╔══
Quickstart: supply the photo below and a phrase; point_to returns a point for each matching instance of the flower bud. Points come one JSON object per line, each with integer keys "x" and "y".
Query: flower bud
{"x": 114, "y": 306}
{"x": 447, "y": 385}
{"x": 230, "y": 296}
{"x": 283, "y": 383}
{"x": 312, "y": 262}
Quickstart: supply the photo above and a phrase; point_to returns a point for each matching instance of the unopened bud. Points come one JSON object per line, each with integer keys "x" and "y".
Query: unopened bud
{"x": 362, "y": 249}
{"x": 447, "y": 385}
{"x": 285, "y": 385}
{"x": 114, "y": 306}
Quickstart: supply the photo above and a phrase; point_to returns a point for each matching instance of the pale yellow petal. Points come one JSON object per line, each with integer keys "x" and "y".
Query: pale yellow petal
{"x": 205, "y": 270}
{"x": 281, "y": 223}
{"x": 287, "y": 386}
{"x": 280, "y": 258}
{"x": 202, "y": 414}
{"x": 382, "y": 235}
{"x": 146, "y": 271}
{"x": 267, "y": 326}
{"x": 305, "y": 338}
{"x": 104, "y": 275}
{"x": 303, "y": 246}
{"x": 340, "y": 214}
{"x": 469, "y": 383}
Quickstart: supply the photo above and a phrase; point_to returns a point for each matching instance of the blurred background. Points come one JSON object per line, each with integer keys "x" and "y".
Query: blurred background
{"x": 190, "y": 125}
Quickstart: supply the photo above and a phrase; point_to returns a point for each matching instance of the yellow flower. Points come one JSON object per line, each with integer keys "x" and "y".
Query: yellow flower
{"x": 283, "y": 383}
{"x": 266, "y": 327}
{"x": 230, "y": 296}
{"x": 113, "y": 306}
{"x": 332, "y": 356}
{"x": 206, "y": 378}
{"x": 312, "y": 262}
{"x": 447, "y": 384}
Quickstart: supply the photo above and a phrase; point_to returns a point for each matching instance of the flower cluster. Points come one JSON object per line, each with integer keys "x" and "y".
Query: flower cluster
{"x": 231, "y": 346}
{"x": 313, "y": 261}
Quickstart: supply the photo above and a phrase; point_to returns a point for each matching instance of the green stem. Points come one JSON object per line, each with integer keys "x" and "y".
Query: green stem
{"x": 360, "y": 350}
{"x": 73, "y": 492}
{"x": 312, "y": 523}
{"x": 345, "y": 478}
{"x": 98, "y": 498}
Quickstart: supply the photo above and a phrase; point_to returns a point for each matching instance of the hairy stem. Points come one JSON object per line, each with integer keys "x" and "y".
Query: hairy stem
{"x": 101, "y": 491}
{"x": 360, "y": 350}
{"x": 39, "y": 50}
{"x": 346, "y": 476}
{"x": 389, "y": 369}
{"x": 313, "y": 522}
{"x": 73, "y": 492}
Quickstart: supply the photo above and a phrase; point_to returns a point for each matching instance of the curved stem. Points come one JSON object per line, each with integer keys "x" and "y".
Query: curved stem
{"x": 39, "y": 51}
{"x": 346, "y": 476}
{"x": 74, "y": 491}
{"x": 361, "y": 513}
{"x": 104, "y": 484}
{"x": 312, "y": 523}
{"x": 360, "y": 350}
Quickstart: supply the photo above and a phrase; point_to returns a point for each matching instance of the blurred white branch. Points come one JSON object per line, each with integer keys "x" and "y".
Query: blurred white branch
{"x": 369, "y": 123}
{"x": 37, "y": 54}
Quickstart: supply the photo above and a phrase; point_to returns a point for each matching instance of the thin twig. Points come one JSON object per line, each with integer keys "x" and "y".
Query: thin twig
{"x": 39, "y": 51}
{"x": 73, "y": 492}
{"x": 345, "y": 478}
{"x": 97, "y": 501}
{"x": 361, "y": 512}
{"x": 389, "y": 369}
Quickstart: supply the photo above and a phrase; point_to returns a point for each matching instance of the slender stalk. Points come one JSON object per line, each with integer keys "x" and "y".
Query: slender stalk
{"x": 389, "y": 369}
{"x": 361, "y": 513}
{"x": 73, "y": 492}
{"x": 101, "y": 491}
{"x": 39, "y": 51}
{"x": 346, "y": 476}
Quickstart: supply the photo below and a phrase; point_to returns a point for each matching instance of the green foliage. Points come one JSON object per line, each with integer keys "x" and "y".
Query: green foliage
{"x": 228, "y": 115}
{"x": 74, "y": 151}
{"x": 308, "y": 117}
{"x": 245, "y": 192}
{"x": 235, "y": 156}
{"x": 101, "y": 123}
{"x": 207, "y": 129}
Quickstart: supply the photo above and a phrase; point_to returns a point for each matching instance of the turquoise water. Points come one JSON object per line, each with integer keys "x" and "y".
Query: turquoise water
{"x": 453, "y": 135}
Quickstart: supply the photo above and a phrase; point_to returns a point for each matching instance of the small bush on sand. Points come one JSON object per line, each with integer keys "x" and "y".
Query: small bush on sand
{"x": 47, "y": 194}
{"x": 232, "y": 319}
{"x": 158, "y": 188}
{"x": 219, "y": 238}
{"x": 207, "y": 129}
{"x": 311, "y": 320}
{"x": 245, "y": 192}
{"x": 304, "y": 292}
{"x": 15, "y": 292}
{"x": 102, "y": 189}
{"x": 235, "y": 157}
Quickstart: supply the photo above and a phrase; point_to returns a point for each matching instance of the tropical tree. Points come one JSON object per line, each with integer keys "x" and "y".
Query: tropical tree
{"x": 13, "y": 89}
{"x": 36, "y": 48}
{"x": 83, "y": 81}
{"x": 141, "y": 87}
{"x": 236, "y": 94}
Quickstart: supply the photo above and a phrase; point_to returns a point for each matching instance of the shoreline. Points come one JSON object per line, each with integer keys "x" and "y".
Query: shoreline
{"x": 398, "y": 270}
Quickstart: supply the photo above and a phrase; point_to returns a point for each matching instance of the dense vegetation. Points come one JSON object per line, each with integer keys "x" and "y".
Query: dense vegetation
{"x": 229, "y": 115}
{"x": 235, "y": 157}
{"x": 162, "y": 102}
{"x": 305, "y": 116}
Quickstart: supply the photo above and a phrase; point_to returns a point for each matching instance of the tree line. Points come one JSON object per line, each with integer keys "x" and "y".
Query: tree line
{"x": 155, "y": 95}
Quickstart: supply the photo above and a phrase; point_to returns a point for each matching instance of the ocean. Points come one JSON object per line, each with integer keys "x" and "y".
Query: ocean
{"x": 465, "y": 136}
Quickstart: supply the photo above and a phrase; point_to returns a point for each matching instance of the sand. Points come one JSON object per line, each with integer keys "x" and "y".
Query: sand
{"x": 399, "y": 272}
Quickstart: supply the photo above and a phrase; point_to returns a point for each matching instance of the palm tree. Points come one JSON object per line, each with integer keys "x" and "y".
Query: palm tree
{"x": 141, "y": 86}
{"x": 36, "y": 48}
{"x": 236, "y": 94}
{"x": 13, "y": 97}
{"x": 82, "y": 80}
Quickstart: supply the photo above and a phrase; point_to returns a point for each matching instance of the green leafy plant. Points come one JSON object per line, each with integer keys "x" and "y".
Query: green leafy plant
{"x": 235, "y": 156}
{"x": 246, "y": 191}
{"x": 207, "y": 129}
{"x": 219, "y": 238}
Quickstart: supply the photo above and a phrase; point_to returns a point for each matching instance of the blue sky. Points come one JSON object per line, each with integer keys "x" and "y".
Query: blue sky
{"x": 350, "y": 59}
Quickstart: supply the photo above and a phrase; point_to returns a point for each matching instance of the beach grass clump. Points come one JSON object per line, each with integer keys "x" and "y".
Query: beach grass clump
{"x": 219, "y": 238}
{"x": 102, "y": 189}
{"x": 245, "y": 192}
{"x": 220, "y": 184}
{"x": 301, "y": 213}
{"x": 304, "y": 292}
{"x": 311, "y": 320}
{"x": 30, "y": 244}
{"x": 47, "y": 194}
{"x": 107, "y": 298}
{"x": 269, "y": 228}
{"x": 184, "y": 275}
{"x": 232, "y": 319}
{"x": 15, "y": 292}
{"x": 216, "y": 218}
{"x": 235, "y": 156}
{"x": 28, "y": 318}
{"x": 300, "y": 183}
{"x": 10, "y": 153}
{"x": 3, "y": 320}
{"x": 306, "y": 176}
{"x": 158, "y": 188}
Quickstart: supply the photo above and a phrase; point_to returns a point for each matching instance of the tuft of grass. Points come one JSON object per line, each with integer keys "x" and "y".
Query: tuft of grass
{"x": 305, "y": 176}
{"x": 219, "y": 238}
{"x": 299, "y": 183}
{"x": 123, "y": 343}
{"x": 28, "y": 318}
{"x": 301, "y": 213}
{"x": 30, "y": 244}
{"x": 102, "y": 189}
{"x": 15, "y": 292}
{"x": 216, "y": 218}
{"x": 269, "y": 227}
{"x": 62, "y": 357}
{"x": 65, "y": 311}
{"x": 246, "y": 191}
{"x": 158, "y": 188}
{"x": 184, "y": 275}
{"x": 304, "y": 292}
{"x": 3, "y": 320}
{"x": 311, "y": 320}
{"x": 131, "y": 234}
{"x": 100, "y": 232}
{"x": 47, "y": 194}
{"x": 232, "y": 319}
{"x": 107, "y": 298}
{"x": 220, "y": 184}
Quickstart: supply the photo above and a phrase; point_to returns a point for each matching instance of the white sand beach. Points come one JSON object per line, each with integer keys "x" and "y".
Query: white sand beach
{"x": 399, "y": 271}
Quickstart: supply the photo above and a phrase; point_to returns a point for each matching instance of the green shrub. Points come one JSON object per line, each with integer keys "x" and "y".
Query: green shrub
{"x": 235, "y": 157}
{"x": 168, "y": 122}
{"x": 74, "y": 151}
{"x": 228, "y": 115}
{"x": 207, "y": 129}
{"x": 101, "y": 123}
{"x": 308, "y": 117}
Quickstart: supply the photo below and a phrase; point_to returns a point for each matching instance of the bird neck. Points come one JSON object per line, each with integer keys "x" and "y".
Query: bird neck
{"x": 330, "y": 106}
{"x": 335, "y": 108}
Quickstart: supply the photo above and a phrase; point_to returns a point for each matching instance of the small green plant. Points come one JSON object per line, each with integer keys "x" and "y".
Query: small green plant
╚══
* [STATED EXERCISE]: Please return, word for word, every line from the one containing "the green shrub." through the final line of the entries above, counting both of those lines.

* [THE ANSWER]:
Quickstart: supply the photo above and a phrase; point_to returns a point for each matching instance of the green shrub. Points come one JSON object per line, each with integer keys "x" and "y".
Query: green shrub
{"x": 235, "y": 157}
{"x": 168, "y": 122}
{"x": 74, "y": 151}
{"x": 228, "y": 115}
{"x": 207, "y": 129}
{"x": 101, "y": 123}
{"x": 308, "y": 117}
Quickstart: supply the photo below and a phrase; point_to returns a point for each matching instance of the bird neck. Points come one JSON object per line, each with integer keys "x" and "y".
Query: bird neck
{"x": 330, "y": 106}
{"x": 335, "y": 108}
Quickstart: supply the photo above and a phrase; point_to returns a point for each matching instance of the small green plant. Points come one JSON object per line, each with integer keys "x" and "y".
Query: small green plant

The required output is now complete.